# WORK INSTRUCTIONS
The entries are to be repeated verbatim, with nothing left out.

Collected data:
┄┄┄┄┄┄

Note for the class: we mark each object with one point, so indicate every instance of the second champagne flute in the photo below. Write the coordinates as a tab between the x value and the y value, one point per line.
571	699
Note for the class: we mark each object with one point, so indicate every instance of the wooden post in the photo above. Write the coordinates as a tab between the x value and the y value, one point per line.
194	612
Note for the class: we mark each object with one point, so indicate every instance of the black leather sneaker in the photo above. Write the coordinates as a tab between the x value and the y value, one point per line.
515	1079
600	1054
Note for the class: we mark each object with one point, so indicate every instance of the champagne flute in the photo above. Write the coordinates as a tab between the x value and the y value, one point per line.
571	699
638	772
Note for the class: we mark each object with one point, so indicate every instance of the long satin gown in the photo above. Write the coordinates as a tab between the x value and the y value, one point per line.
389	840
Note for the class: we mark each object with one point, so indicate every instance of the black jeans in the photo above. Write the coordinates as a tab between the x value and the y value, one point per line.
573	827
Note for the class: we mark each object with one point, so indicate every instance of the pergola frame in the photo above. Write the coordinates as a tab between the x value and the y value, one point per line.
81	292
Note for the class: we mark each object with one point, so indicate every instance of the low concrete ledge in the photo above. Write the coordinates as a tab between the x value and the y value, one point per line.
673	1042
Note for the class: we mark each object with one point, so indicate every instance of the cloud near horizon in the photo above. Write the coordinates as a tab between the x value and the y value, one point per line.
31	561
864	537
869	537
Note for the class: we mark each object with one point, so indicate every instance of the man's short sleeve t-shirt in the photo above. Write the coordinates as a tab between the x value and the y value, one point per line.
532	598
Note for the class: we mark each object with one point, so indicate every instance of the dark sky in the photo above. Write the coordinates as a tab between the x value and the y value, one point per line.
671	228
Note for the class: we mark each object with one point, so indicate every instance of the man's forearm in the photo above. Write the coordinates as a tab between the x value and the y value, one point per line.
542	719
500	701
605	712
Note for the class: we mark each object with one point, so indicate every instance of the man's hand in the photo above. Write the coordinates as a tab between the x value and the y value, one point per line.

┄┄┄┄┄┄

# RESULT FOR THIS EXERCISE
Note for the class: we mark each object with one point, so indicate every instance of the second champagne flute in the photo below. Write the coordinates as a tab between the x value and the y value, one point per line.
571	699
Note for the class: we mark each object with one point, so indicate every instance of the wooden post in the photo above. Write the coordinates as a tab between the x value and the y value, one point per line.
194	612
Note for the class: we mark each object with one point, so indicate every instance of the black leather sneaker in the photo above. Write the coordinates as a tab between the x value and the y value, one point per line.
515	1079
600	1054
Note for the class: we mark each object with one point, so indicate every instance of the champagne flute in the photo above. Write the coordinates as a tab between the x value and the y value, one point per line.
571	699
638	772
Note for the class: we mark each object with one point, so indicate every instance of the long satin gown in the photo above. Write the coordinates as a tab between the x value and the y value, one point per line.
389	840
Note for the class: we mark each object with one point, so indicate every instance of the black jeans in the photo above. Write the coordinates as a tab between the x value and the y value, one point per line.
573	827
Note for the class: we mark each object with one point, so indicate every instance of the pergola frame in the photo above. Write the coordinates as a tab between the x value and the y value, one point per line.
81	292
Note for the class: we mark each object with one point, so indicate every instance of the low concrete ledge in the photo above. Write the coordinates as a tab between the x value and the y value, one point per line.
673	1042
Note for the class: we mark each object with one point, so indicate every instance of the cloud near horizon in the photo above. Write the coordinates as a tab between the x value and the y value, one point per line.
31	561
864	537
869	537
Note for the class: we mark each object with one point, so indicate every instance of the man's short sleeve t-shirt in the photo above. Write the coordinates as a tab between the x value and the y value, one point per line.
532	598
Note for the class: we mark each object with one point, so indicate every instance of the dark sky in the photo above. Write the coordinates as a tab between the x value and the y value, one point per line.
671	228
Note for the class: we mark each object with one point, so indicate every instance of the man's forearm in the photo above. Write the coordinates as a tab between the x value and the y value, one point per line.
542	719
500	701
605	712
Note for the class: we mark each object with one point, so indicate every instance of the man's hand in the photo above. Write the coordinates as a tab between the x value and the y value, one point per line.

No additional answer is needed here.